Point labeling examples
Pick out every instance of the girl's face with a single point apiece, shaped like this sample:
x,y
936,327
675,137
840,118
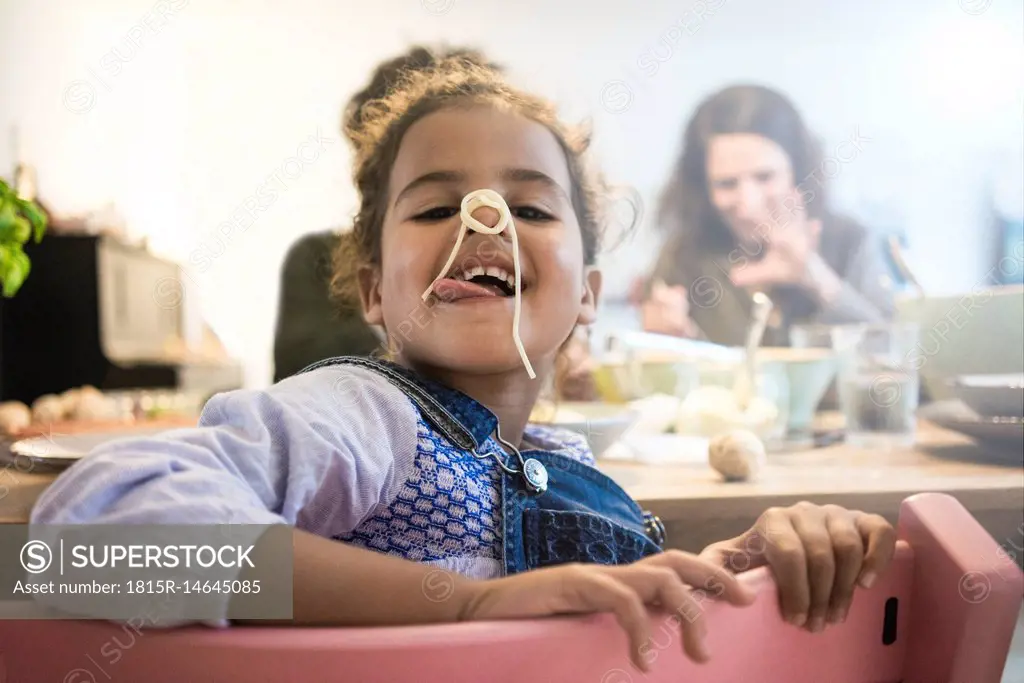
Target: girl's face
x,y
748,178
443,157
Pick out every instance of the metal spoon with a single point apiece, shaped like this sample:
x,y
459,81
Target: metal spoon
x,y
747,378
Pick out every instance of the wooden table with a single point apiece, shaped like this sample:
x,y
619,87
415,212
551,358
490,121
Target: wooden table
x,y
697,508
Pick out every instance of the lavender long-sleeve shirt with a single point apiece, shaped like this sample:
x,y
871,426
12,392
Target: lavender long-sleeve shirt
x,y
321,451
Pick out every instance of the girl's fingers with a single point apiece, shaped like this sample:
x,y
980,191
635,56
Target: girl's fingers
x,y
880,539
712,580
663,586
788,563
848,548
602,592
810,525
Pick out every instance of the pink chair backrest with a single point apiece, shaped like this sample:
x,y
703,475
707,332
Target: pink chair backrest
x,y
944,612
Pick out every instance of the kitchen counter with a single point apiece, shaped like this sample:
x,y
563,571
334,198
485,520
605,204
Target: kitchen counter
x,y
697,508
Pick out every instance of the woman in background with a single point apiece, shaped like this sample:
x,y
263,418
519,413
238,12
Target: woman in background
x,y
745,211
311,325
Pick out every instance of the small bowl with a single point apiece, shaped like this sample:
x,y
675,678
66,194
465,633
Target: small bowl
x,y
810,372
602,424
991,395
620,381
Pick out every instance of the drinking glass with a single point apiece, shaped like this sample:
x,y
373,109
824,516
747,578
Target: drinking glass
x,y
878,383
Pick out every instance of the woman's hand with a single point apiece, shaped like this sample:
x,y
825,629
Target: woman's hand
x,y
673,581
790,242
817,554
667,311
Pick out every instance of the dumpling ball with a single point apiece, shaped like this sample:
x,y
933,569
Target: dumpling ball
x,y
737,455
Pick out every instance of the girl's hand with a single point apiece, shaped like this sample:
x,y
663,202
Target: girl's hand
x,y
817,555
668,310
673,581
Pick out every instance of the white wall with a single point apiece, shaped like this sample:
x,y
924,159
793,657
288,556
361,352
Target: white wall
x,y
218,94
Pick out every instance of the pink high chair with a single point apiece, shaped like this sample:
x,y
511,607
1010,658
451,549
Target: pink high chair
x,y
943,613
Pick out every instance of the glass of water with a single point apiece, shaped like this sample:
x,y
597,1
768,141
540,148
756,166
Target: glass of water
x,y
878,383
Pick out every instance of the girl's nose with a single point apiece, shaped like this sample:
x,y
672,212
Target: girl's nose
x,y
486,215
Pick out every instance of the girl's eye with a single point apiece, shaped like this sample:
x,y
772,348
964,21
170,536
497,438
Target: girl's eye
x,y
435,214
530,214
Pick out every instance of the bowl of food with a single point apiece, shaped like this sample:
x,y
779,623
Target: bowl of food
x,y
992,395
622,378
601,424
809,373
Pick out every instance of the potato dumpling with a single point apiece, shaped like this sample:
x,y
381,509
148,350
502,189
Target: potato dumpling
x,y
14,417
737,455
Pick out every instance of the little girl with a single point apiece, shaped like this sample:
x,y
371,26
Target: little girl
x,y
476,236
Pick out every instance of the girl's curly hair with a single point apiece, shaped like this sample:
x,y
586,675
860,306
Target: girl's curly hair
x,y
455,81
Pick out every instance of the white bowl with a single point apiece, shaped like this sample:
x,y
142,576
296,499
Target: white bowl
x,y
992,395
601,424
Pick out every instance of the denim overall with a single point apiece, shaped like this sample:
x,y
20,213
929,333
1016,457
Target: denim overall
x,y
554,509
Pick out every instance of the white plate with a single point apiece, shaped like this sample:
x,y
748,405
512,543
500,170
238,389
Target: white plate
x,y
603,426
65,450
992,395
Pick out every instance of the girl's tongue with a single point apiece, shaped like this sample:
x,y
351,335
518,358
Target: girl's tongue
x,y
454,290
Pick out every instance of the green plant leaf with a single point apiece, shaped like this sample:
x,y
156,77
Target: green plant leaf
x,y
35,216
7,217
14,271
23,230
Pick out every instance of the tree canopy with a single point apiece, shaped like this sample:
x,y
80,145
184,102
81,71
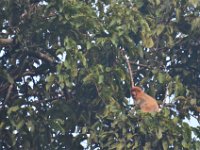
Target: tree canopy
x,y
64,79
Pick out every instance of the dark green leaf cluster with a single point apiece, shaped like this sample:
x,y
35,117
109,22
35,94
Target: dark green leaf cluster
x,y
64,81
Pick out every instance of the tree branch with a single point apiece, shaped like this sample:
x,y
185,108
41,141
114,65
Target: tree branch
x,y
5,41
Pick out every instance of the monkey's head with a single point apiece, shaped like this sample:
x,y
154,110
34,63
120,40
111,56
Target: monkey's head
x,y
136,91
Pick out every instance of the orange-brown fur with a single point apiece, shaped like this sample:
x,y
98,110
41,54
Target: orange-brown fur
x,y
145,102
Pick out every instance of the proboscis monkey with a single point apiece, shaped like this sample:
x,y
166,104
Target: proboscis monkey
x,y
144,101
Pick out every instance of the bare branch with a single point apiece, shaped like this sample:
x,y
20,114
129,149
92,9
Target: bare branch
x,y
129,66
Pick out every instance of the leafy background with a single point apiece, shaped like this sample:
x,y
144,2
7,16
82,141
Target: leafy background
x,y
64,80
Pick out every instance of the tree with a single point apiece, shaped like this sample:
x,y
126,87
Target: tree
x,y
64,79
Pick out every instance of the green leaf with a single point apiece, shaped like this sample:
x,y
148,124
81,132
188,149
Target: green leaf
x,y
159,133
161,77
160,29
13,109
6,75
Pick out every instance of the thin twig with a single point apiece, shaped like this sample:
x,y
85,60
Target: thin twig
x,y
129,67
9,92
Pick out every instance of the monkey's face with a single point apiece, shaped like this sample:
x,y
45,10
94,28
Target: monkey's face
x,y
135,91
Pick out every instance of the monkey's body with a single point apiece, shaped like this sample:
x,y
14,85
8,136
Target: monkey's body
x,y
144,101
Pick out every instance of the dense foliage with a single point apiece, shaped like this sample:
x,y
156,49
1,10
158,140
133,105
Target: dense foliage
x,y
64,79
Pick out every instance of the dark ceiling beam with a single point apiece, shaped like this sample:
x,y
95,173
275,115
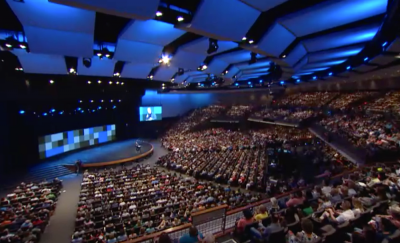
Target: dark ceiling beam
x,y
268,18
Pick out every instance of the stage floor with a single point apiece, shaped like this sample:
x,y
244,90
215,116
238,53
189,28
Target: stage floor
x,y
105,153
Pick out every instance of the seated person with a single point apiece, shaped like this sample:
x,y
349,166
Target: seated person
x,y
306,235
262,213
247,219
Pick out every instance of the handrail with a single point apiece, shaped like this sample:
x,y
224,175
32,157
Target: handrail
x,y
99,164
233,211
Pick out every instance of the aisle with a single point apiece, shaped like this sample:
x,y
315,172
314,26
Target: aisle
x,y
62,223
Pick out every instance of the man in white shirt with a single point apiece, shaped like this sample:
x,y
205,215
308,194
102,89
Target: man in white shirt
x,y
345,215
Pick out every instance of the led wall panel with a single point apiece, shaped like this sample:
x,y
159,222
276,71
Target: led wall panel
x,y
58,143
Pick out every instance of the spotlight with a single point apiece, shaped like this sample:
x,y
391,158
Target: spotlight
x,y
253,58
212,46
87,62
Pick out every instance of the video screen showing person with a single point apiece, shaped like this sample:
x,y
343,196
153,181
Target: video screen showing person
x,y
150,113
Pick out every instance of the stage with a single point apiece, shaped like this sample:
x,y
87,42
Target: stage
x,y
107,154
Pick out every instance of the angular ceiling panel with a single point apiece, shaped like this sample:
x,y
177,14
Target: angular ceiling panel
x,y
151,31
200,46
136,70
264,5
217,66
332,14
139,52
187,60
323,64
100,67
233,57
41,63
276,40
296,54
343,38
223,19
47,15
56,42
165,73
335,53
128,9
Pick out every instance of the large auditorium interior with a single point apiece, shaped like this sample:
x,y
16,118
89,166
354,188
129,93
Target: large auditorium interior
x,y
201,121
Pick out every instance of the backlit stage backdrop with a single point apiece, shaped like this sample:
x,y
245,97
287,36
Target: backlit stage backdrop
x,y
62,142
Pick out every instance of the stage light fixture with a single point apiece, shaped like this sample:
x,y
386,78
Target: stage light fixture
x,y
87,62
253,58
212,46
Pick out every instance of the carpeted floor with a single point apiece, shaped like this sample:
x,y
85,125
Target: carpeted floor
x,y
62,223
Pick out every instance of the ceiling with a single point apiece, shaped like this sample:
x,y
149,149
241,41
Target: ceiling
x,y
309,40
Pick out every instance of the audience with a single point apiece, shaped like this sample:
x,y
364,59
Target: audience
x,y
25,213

• EXERCISE DETAILS
Return, unchanged, each line from the line containing "Pick out every instance of the stage with" through the last line of the material.

• OUTPUT FOR THIS TASK
Pick out every instance of the stage with a single point apiece, shaped like this sample:
x,y
87,42
Target: stage
x,y
107,154
Pick out every instance of the angular ceiling panel with a single point apiece, shaped like this sample:
x,y
177,14
Target: angular ceiling panel
x,y
151,31
200,46
136,70
264,5
217,66
332,14
139,52
187,60
323,64
100,67
233,57
41,63
276,40
296,54
343,38
223,19
47,15
56,42
165,73
335,53
128,9
Pick out every instance of the large auditorium interior with a single point apiece, shaped like this sample:
x,y
16,118
89,166
354,188
129,93
Target: large auditorium interior
x,y
201,121
Pick out every instance of the backlit stage backdrop with a single point apiece, shaped like this sample:
x,y
245,97
287,36
Target: backlit stage backdrop
x,y
62,142
Pick out every instance of the stage light fixture with a single point apiece, shaped like this sample:
x,y
386,78
Target: stage light fixture
x,y
87,62
253,58
212,46
Pick out every instance of the carpeted floor with a single point apiece, shaped like this sample:
x,y
85,125
Target: carpeted floor
x,y
62,223
Pick out every instance of the ceiling with a single point apiece, shaped like this sample:
x,y
149,149
241,41
Target: ceiling
x,y
309,40
Pick out every instance of the audience with a single point apiece, shaped like this sample:
x,y
364,59
Target: audience
x,y
25,213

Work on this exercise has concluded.